- [Page text]
-- begin --

Item 2. Identity and Background
This Statement is being filed on behalf of Marti P. Murray (the “Reporting Person”). The business address of the Reporting Person is c/o Murray Capital Management, Inc., 680 Fifth Avenue, 26th Floor, New York, NY 10019. The Reporting Person's present principal occupation is being the president and sole shareholder of Murray Capital Management, Inc. (“MCM”) which is a registered investment adviser and manages accounts on a discretionary basis for certain of its investment management clients.
During the past five years, the Reporting Person has not been convicted in a criminal proceeding (excluding traffic violations or similar misdemeanors). During the past five years, the Reporting Person has not been a party to a civil proceeding of a judicial or administrative body of competent jurisdiction, as a result of which she was or is subject to a judgment, decree or final order enjoining future violations of, or prohibiting or mandating activities subject to, federal or state securities laws or finding any violation with respect to such laws. The Reporting Person is a citizen of the United States.

-- end --

A block of data:
-- begin --

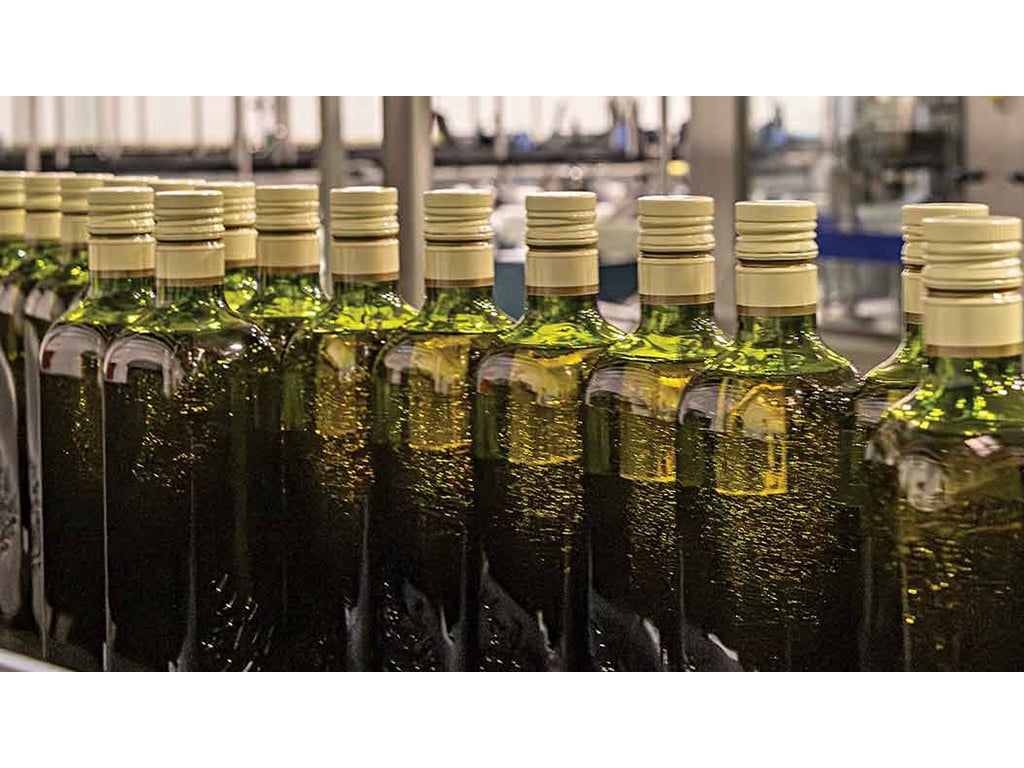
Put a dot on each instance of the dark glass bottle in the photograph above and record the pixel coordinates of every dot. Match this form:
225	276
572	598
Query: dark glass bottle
326	424
13	609
423	494
194	522
944	468
19	343
121	264
527	445
630	417
767	518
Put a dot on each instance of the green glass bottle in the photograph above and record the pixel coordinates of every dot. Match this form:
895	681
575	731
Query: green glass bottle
630	416
192	431
121	263
14	610
240	239
767	517
19	340
423	494
947	587
326	424
901	372
527	445
288	256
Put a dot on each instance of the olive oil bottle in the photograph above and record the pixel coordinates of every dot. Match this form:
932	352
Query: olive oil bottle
192	429
15	625
423	494
240	239
630	416
121	257
288	256
897	375
19	341
326	424
527	445
767	518
945	467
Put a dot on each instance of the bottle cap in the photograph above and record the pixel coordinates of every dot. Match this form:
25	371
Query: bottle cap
75	188
458	215
561	219
776	230
967	254
912	253
365	212
130	181
120	210
287	208
240	201
174	184
121	225
188	216
680	223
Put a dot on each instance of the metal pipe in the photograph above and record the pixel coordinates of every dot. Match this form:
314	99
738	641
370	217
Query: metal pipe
409	167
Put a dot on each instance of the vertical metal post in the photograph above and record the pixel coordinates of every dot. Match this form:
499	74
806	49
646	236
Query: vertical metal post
240	143
409	160
33	159
718	167
664	145
332	153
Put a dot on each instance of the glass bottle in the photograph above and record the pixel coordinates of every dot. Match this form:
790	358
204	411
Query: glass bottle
326	425
423	494
630	416
288	255
15	625
527	446
898	374
194	523
767	518
121	257
240	240
19	342
947	578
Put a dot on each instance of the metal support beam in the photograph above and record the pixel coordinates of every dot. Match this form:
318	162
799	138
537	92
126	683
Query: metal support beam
409	161
717	137
333	166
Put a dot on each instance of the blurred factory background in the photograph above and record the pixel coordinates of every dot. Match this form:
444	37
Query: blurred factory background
859	158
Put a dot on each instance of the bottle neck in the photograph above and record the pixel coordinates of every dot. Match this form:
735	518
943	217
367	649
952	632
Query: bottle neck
544	308
349	293
674	320
101	287
190	298
972	372
775	332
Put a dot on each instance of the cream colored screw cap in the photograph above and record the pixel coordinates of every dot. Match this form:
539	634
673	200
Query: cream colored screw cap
912	252
75	188
776	230
12	188
174	184
189	215
365	212
121	210
42	192
240	201
284	208
972	254
561	219
130	180
678	223
458	215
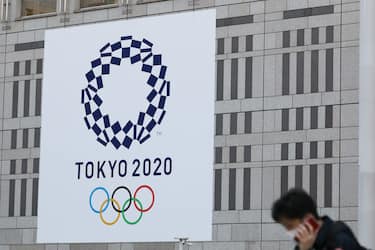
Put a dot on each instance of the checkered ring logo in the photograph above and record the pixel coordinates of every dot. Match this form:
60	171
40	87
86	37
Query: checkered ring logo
108	130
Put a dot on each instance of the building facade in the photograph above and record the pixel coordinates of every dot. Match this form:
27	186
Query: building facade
286	111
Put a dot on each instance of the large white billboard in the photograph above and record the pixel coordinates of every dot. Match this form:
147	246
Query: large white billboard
127	130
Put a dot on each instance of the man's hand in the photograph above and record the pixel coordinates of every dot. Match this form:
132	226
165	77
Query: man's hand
306	236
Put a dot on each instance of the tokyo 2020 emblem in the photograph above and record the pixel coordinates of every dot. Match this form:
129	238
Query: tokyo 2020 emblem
107	129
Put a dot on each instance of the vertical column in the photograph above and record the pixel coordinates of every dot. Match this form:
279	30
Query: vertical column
366	211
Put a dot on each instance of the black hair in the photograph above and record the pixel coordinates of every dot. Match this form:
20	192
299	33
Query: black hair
295	204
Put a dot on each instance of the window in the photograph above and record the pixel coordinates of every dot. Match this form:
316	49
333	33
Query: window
328	149
329	34
300	72
300	37
284	151
39	66
24	166
220	46
315	35
13	139
217	205
38	97
234	79
286	39
36	165
247	153
299	119
328	185
12	187
93	3
314	118
285	74
299	150
246	188
329	116
249	42
15	100
220	80
314	71
233	123
313	150
298	176
34	206
219	124
23	198
235	44
26	96
249	77
314	181
37	137
248	119
25	138
232	154
12	167
329	70
218	155
232	189
284	179
285	120
33	7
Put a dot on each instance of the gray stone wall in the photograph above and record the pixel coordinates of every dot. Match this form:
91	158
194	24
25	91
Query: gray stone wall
286	115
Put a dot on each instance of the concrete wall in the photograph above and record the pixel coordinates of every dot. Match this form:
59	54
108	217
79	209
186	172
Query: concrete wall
287	105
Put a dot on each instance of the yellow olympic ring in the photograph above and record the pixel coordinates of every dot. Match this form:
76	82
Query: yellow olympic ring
101	212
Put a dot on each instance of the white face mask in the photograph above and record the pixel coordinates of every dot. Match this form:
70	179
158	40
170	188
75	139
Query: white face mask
292	234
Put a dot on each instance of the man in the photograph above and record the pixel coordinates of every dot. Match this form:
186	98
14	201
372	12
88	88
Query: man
297	212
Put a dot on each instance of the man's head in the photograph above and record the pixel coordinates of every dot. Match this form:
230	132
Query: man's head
293	207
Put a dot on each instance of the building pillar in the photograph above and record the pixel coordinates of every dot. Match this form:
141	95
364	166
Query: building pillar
366	210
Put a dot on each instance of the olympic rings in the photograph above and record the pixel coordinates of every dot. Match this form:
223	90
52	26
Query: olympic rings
120	210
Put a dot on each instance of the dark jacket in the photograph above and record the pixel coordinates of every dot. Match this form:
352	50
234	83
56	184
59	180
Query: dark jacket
335	235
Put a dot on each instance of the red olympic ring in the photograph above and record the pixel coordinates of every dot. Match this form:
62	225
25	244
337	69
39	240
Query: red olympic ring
153	198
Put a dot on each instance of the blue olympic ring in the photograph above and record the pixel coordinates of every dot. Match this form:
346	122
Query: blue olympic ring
90	201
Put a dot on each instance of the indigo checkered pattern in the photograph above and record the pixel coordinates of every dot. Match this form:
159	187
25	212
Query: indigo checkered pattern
108	130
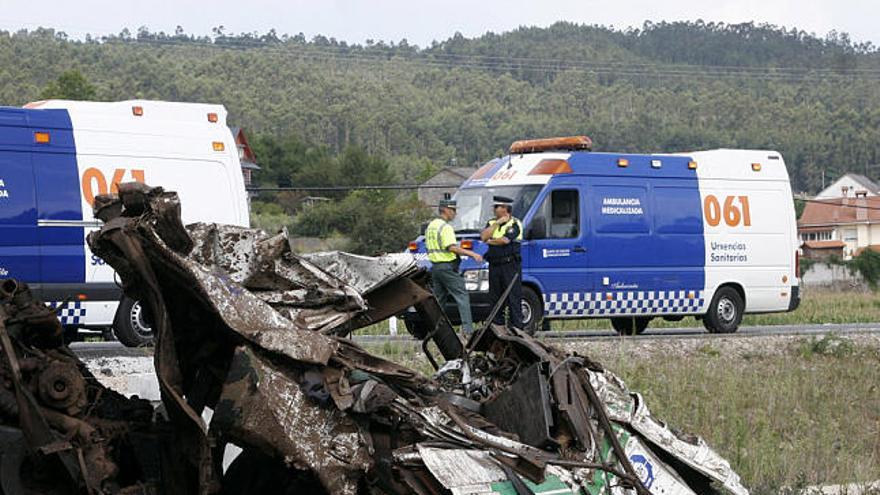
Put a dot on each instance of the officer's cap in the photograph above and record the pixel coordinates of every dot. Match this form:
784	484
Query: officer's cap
502	201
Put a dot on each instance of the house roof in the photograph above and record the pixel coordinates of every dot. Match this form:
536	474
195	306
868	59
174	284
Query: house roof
835	244
867	183
837	211
862	183
872	247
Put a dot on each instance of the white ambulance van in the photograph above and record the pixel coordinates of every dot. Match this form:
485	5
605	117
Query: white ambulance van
632	237
56	156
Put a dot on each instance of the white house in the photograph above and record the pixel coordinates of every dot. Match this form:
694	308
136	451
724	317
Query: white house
848	185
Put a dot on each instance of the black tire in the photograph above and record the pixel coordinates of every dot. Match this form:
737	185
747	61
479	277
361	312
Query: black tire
630	325
131	325
71	334
725	312
532	311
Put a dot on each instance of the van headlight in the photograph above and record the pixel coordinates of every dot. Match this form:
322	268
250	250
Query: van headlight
476	280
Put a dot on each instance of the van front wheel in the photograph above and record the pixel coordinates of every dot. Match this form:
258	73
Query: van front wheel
532	311
725	312
630	325
132	325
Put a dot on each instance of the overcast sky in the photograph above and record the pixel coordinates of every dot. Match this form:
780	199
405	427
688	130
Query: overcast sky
422	22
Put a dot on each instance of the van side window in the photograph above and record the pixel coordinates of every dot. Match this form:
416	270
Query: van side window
558	217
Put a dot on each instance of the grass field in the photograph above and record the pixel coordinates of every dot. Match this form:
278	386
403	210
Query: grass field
806	414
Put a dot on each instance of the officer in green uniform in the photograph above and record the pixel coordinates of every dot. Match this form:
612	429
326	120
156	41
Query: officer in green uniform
503	234
444	254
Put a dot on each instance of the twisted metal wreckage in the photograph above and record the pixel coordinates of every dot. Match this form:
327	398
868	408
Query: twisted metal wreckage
256	333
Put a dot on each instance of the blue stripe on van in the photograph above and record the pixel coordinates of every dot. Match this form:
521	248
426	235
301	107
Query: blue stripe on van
644	226
62	249
40	182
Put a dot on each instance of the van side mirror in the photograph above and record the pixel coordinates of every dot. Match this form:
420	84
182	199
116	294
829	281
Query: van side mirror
537	229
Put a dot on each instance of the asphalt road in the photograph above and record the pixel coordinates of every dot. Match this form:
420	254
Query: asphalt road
89	350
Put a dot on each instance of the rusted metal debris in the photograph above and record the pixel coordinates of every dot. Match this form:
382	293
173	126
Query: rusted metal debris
256	333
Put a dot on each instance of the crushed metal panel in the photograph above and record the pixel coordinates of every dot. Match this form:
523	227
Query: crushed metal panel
524	408
447	466
364	273
262	405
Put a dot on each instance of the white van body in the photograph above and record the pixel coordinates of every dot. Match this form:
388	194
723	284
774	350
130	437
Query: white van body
89	148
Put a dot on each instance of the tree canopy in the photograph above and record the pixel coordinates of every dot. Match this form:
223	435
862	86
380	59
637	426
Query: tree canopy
664	87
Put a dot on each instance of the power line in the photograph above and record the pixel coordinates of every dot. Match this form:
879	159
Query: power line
377	187
485	62
405	187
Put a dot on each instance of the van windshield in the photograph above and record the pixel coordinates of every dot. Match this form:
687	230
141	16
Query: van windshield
475	205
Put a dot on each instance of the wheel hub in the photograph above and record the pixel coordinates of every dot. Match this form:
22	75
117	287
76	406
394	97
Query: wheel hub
726	310
526	312
138	322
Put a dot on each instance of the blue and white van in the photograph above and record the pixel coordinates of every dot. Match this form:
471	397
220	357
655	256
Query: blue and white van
632	237
56	156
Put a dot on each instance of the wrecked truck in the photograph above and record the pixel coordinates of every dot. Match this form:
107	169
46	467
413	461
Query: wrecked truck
255	336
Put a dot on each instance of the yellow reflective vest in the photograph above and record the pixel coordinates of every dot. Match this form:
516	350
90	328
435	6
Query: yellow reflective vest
438	237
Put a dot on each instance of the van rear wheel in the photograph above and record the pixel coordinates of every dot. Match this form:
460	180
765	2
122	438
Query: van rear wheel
532	311
630	325
725	312
132	324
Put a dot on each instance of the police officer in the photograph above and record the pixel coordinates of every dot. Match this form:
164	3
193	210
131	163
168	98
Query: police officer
503	234
444	254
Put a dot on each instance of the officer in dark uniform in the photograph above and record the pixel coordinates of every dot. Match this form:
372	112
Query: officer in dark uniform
503	235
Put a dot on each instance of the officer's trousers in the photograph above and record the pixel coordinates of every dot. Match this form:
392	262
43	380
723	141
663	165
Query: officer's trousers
449	284
500	277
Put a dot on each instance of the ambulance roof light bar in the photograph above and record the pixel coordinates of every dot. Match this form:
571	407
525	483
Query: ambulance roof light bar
570	143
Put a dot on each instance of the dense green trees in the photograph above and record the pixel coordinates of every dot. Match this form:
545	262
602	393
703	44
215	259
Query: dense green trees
70	85
664	87
394	112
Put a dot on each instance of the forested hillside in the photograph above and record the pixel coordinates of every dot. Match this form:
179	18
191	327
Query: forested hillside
665	87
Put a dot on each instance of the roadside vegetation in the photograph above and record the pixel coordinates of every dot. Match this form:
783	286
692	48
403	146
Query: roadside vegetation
788	414
817	306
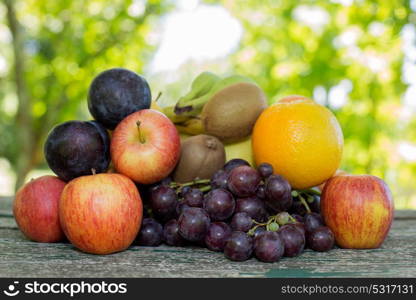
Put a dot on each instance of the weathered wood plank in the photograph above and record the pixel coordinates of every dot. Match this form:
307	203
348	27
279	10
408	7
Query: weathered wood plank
20	257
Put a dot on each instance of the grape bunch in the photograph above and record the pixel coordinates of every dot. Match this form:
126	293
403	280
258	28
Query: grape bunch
240	211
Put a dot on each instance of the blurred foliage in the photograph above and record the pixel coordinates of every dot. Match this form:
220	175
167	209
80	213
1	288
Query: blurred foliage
358	47
64	44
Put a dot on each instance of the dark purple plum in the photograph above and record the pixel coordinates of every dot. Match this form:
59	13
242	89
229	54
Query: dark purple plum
76	148
219	204
217	235
293	240
151	233
268	246
194	197
193	224
171	234
239	246
234	163
253	206
116	93
278	193
163	201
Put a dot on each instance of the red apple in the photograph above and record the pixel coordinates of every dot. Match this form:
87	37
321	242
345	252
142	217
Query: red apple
358	209
35	209
101	213
145	146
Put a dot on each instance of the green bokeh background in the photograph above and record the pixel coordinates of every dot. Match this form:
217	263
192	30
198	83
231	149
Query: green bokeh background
53	50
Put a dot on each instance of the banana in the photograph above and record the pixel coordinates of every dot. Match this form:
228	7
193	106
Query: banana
201	85
194	107
192	126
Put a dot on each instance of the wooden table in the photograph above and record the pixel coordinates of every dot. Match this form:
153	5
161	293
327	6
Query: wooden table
22	258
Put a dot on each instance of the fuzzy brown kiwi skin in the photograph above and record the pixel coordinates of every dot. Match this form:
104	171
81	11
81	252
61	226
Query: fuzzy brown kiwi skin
201	156
231	113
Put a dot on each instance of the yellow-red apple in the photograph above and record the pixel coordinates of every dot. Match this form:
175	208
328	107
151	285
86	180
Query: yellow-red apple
358	209
145	146
35	209
101	213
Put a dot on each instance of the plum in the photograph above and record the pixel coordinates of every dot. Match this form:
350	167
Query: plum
77	148
116	93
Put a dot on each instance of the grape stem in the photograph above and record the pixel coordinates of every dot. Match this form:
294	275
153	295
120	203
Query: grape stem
303	201
191	183
309	192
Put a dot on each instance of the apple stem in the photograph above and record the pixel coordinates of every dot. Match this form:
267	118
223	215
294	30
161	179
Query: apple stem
194	182
304	203
141	137
310	192
158	96
293	219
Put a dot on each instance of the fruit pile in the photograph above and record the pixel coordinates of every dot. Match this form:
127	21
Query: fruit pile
184	175
240	211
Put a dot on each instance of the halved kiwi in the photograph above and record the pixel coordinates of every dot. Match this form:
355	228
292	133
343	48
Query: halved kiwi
231	113
201	156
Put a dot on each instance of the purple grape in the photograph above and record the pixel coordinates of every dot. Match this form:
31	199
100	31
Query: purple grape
184	190
293	240
312	221
253	206
243	181
265	170
180	207
321	239
166	181
150	234
219	180
217	236
239	246
278	193
241	221
163	201
261	192
171	234
234	163
194	197
193	224
300	227
269	247
219	204
258	231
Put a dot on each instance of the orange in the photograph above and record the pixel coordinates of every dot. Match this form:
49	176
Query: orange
301	139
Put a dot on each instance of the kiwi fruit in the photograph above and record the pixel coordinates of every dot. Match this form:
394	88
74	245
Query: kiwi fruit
201	156
231	113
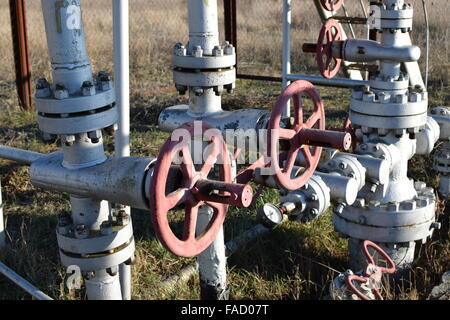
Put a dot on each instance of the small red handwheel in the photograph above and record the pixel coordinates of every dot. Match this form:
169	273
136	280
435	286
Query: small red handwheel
329	34
332	5
295	135
349	281
194	191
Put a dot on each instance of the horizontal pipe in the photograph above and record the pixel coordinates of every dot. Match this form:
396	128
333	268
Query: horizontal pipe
22	283
319	81
20	156
119	180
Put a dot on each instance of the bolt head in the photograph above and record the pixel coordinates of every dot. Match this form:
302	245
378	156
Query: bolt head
123	218
60	92
88	89
81	232
197	52
106	228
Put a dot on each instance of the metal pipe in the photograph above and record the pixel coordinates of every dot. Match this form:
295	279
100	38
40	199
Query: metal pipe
22	283
103	286
21	56
125	280
66	44
212	262
231	247
20	156
286	68
2	223
122	86
122	75
203	25
343	83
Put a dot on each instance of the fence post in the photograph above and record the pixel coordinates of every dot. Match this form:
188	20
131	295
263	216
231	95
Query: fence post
21	56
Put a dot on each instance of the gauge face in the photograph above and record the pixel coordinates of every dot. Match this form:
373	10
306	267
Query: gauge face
270	215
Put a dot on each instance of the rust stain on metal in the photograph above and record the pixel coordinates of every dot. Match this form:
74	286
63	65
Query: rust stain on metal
21	56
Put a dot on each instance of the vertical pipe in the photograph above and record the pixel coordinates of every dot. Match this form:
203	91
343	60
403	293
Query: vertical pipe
230	15
203	25
122	85
21	55
212	262
122	75
125	280
287	20
2	223
103	286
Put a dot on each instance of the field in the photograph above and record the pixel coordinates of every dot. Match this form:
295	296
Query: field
295	261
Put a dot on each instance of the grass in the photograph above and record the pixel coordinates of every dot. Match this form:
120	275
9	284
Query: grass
295	261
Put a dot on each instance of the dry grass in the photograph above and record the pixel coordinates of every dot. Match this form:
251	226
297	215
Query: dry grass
293	262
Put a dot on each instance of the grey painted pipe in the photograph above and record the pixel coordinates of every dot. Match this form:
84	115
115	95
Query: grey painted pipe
2	224
22	283
19	155
189	270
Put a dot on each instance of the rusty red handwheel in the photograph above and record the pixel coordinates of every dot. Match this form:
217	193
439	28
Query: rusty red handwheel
332	5
329	34
195	190
283	176
349	128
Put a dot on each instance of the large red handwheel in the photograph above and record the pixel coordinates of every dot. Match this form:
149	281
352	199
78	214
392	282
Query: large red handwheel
194	191
332	5
329	34
283	176
306	137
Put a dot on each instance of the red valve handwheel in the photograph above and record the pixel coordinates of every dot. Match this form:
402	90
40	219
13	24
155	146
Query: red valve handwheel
329	34
373	272
332	5
195	190
294	135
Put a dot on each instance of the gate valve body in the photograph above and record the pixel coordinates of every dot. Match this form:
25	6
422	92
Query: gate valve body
327	62
306	137
373	273
194	191
349	129
332	5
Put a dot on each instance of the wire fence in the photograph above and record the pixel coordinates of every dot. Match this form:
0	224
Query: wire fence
156	25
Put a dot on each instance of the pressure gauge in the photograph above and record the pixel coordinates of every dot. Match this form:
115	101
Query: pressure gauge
269	216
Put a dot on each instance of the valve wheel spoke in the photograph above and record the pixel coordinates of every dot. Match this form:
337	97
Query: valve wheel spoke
283	174
190	222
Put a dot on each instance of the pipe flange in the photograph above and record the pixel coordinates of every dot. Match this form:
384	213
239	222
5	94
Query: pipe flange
311	200
388	122
96	242
347	166
75	123
395	222
376	150
99	261
441	161
222	57
71	104
379	83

-- end --

- [Tasks to perform]
a) List every fact that the identity and background statement gives about the Reporting Person, one per line.
b) Proceed with the identity and background statement from the point where it stops.

- [Exercise results]
a)
Name: Marti P. Murray
Business address: c/o Murray Capital Management, Inc., 680 Fifth Avenue, 26th Floor, New York, NY 10019
Present principal occupation: president and sole shareholder of Murray Capital Management, Inc. ("MCM"), a registered investment adviser that manages accounts on a discretionary basis for certain of its investment management clients
Criminal record: not convicted in a criminal proceeding (excluding traffic violations or similar misdemeanors) during the past five years
Civil proceedings: not a party, during the past five years, to a civil proceeding that resulted in a judgment, decree or final order concerning federal or state securities laws
Citizenship: a citizen of the United States

b)
Item 3. Source and Amount of Funds or Other Consideration
The aggregate purchase price for 541,201 Shares was $2,297,838.44. Such Shares are held directly by MCM’s investment management clients in brokerage accounts maintained at unaffiliated financial institutions for which MCM has been delegated full investment authority, as well as by two investment funds for which MCM acts as investment advisor.
The source of funds for such purchases was the working capital of such clients and investment funds. The aggregate purchase price of 3,515 Shares was $20,000.35. The source of the funds for such acquisition was the Reporting Person’s personal funds through the receipt of such Shares in lieu of cash consideration payable by the Issuer to the Reporting Person in consideration of the Reporting Person serving as a director of the Issuer. See Item 4 below for a further description of these 3,515 Shares.
Item 4. Purpose of Transaction
All of the Shares reported herein as having been acquired for the account of MCM’s investment management clients and certain investment funds for which MCM acts as investment advisor, were acquired for investment purposes. Ms. Murray, a director of the Issuer, was issued 3,515 Shares under the Director Fee Program of the Issuer’s Amended and Restated 1993 Stock Option/Stock Issuance Plan (the “1993 Plan”) at the election of Ms. Murray. These Shares vest in 25% increments at the end of each calendar quarter during 2008. Upon vesting, the Reporting Person intends to transfer these Shares to certain investment advisory clients of MCM for no consideration.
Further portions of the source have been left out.